## EXERCISE BRIEF:
Using the material below, return exactly the lines between the one holding "for every instance of the rear door handle, set" and the one holding "for every instance of the windshield glass, set", inclusive, and no others.

━━━ RECORD SET

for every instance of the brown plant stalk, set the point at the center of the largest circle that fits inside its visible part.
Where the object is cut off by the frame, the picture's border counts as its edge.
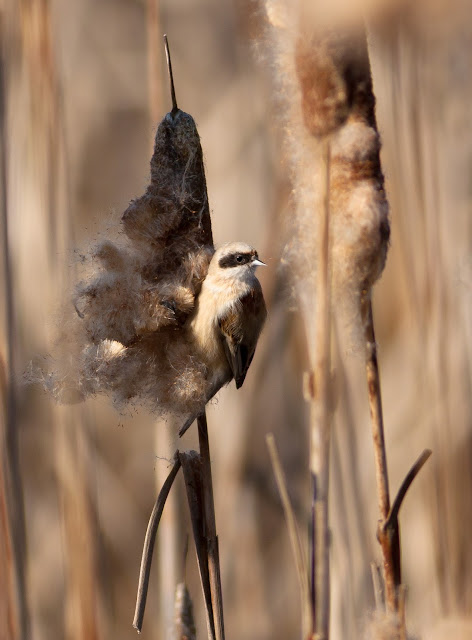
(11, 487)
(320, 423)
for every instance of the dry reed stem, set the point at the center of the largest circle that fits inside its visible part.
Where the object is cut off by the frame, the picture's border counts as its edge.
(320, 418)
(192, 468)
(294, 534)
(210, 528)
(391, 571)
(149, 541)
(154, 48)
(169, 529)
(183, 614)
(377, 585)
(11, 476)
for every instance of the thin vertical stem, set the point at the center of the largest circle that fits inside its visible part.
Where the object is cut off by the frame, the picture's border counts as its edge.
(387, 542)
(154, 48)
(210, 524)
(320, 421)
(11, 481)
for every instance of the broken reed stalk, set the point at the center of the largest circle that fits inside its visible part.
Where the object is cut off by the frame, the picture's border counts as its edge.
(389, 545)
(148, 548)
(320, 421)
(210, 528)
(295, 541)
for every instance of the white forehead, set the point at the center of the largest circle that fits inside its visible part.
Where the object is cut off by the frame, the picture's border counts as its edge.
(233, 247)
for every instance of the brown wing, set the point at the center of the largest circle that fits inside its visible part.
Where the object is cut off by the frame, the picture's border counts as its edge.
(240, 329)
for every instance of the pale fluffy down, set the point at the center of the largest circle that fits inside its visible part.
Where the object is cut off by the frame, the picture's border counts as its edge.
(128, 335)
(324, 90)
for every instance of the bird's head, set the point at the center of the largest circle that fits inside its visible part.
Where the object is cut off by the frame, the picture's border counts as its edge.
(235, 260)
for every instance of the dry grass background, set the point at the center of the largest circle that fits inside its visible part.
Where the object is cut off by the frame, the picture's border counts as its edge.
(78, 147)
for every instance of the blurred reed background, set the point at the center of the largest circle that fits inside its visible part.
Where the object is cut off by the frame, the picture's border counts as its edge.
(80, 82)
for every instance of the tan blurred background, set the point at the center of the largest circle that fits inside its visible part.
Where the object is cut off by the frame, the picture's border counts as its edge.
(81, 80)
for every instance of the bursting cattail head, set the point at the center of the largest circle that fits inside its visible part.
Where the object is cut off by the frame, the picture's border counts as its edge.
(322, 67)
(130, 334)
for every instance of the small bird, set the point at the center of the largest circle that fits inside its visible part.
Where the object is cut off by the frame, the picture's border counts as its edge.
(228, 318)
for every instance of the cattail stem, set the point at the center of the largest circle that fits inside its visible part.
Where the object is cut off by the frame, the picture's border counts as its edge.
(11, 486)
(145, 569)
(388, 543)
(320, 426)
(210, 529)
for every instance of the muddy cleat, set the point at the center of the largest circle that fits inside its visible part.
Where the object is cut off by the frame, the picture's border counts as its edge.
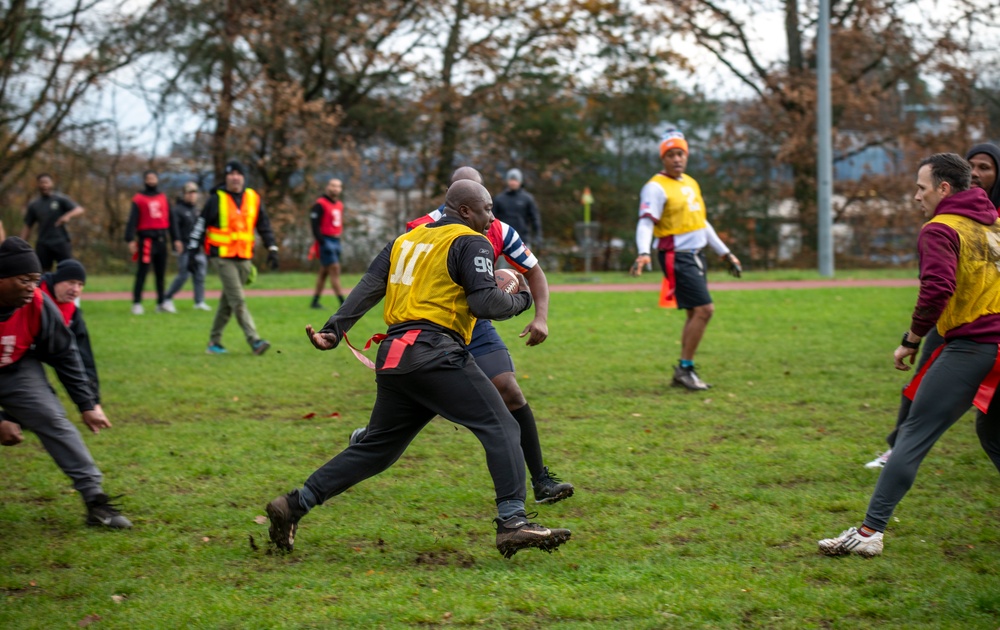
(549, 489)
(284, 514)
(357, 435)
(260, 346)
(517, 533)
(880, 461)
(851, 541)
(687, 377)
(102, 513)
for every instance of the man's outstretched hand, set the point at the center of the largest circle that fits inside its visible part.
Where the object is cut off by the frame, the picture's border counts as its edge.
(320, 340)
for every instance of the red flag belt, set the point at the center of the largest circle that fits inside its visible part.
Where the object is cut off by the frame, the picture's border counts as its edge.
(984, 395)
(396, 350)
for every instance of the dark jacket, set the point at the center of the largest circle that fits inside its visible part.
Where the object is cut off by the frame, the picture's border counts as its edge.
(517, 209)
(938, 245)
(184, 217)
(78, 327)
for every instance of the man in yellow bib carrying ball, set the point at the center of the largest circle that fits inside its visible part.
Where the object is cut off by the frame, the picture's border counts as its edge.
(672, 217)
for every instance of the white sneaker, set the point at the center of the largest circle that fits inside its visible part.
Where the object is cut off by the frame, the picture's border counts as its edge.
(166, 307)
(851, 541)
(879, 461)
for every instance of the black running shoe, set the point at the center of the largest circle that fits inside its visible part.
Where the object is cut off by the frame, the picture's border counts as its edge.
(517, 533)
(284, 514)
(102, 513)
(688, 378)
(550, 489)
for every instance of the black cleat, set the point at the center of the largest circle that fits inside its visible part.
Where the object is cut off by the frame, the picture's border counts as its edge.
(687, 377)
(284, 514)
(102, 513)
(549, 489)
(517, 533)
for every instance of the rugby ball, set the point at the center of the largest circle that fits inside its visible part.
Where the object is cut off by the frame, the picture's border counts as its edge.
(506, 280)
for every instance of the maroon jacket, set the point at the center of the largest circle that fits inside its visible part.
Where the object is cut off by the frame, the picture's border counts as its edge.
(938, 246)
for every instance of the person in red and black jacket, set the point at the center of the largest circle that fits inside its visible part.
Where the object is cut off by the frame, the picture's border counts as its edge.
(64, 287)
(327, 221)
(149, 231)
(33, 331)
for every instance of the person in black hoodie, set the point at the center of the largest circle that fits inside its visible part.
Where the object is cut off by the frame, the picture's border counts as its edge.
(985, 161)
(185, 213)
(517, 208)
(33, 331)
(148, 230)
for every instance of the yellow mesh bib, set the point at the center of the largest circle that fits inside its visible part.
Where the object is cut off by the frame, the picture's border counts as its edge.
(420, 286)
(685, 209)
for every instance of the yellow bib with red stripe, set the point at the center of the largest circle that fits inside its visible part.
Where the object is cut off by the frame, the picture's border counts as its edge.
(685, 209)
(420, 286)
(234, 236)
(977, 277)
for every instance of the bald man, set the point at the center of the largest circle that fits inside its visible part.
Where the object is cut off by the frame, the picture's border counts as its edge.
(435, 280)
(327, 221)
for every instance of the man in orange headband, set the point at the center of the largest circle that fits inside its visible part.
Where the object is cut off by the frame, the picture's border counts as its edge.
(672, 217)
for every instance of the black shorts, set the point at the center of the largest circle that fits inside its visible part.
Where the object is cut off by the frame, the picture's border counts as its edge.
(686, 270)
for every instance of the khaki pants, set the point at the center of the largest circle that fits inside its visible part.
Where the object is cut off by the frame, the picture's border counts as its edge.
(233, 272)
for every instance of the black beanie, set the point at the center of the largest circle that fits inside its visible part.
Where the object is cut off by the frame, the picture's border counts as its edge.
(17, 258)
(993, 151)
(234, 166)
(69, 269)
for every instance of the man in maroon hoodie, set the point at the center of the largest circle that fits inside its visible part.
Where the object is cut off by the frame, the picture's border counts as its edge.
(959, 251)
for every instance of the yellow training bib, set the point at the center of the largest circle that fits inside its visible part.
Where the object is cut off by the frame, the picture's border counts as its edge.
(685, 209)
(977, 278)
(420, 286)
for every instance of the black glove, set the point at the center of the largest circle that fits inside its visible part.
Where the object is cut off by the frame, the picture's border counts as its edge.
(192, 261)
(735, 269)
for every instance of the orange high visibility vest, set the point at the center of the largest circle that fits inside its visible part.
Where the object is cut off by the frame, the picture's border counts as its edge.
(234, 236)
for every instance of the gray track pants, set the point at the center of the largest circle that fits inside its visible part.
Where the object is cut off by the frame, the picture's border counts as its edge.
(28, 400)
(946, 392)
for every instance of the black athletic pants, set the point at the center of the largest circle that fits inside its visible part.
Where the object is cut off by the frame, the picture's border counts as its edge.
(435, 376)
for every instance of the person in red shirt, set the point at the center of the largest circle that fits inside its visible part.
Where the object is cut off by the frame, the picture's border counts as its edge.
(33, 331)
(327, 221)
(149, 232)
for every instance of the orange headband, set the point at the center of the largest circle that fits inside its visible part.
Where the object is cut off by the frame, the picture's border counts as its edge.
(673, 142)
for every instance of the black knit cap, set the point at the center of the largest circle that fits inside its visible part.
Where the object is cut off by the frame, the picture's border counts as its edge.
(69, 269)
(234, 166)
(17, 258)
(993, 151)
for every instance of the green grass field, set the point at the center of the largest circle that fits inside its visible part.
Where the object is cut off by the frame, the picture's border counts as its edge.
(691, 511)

━━━━━━
━━━ RECORD SET

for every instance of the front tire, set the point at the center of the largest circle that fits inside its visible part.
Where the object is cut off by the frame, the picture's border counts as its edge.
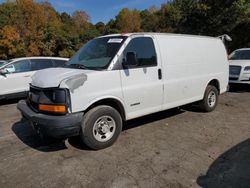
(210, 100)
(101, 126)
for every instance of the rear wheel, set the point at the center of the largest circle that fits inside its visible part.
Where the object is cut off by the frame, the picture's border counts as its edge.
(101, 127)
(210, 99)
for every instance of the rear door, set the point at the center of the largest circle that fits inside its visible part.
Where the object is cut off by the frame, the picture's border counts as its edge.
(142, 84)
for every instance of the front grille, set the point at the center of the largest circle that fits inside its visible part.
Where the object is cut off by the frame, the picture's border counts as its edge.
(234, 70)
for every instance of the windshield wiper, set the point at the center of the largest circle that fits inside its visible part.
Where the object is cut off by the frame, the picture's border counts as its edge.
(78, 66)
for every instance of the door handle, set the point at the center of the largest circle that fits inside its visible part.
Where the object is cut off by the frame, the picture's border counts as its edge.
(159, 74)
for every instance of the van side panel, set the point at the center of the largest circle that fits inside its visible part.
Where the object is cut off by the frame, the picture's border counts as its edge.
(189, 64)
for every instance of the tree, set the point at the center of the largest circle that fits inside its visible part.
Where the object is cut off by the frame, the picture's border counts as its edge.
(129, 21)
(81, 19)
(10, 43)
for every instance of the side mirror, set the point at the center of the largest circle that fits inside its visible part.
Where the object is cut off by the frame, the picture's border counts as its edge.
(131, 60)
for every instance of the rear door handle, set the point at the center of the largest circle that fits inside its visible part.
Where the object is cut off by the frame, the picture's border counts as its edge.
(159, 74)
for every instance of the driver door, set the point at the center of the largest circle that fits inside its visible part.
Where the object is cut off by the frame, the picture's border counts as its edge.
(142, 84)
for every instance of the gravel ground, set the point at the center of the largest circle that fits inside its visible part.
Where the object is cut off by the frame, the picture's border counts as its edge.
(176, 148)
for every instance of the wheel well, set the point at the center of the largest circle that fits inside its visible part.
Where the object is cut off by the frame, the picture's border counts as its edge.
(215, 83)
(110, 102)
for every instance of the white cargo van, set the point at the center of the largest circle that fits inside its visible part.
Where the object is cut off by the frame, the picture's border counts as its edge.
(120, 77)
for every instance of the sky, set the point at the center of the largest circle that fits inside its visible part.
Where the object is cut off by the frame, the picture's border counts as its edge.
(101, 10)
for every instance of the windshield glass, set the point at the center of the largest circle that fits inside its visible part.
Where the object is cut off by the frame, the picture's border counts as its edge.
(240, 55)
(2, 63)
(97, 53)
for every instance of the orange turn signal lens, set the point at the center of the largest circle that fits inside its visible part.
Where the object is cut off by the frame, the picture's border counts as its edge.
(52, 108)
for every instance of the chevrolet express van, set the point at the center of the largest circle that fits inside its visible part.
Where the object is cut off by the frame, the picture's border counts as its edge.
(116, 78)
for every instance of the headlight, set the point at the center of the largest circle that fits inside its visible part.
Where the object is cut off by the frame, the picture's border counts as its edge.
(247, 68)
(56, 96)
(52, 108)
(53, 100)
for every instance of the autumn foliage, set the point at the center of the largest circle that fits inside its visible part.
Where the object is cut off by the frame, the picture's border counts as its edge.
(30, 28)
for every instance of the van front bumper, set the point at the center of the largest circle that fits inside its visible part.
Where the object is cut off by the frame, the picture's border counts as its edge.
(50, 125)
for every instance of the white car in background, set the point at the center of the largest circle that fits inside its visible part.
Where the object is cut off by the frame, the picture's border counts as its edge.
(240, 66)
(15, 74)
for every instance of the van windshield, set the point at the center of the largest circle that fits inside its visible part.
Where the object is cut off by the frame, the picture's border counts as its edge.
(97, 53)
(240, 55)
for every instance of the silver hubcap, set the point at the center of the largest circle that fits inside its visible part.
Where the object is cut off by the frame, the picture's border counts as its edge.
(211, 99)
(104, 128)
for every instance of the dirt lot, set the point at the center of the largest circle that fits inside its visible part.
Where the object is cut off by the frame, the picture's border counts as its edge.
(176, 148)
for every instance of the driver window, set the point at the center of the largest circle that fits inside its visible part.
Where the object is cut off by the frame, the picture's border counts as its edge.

━━━━━━
━━━ RECORD SET

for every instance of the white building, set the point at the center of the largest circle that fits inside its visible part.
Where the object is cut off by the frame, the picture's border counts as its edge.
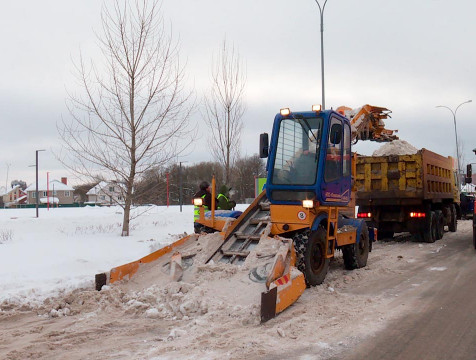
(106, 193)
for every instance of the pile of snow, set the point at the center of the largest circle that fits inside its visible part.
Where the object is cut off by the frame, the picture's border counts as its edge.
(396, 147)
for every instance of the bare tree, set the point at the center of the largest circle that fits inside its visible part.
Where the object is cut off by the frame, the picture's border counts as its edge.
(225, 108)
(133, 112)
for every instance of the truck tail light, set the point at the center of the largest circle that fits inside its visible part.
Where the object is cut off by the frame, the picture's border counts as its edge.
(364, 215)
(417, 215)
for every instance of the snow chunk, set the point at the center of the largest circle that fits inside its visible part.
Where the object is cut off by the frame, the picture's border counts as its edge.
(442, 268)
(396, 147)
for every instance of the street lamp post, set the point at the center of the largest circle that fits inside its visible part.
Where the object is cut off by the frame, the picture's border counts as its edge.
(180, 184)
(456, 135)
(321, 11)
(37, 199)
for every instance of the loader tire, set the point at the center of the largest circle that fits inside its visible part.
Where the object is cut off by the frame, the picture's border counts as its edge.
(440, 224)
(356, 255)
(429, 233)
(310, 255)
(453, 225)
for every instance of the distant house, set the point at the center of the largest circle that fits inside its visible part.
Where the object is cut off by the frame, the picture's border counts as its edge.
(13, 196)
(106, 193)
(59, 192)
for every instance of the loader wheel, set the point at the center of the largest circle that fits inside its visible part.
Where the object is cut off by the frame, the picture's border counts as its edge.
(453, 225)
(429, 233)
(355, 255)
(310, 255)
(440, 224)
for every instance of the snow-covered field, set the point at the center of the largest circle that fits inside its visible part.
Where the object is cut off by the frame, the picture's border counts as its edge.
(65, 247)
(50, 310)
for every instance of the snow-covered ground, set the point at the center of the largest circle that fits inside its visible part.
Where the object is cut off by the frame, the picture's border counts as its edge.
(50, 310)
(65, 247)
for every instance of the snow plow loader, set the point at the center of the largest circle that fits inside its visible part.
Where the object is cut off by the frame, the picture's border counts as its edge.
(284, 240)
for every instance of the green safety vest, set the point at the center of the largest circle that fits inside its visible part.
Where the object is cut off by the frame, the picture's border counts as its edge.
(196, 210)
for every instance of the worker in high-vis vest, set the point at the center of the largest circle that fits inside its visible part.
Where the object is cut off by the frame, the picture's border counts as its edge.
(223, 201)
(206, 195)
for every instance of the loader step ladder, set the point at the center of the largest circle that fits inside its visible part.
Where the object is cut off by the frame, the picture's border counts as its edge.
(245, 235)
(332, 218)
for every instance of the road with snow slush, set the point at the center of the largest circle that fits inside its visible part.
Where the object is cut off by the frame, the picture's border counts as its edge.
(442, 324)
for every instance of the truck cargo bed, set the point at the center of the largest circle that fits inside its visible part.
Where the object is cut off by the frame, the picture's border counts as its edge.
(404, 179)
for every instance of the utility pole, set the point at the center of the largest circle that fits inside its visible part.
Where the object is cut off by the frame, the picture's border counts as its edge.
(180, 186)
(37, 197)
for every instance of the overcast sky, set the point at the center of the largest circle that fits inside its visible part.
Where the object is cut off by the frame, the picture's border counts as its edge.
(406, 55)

━━━━━━

## SOLUTION TO THIS TASK:
for every instance of the rear door handle, set the point at the center of the largest circle that fits inside its visible part.
Where the object is cut off by the frame, the picture's border counts as its edge.
(159, 74)
for every instance of the driver door, set the point at the center of the largest circle that fits inside its visible part.
Where the object is cut off by the frame, the picture's border counts as its edge.
(142, 84)
for every instance of the gravel ground, set the point at the center of the largest circle that fits inside its visible part.
Where the object is cut off by the frame, the picture's border counts as its edge.
(176, 148)
for every instance of the wheel well, set the point at the center of the largest circle that fits inside its visible part.
Where the object is cut off by the frame, the picture's border counts as its edge.
(215, 83)
(110, 102)
for every instance of the white cargo van, set the point at the center of the largest circle that fits inside its visible part.
Where the object is cut off by the frame, the picture's border counts as its edge.
(120, 77)
for every instance of the sky, set the point at the center of the largest circle that fits inside its visible part.
Where the object is cut off by the frame, the picture's border counts as its edge.
(101, 10)
for every instance of the windshield glass, set the point at the center of the largest circle that fits inside its visible part.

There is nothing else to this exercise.